**EXERCISE BRIEF**
Reproduce the lines below word for word, changing nothing.

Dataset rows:
————

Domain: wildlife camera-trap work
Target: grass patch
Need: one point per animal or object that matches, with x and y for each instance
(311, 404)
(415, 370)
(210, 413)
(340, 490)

————

**EXERCISE RESPONSE**
Domain: wildlife camera-trap work
Target: grass patch
Need: one point per animal or object that matches, with x and y for each instance
(311, 404)
(415, 370)
(210, 413)
(340, 490)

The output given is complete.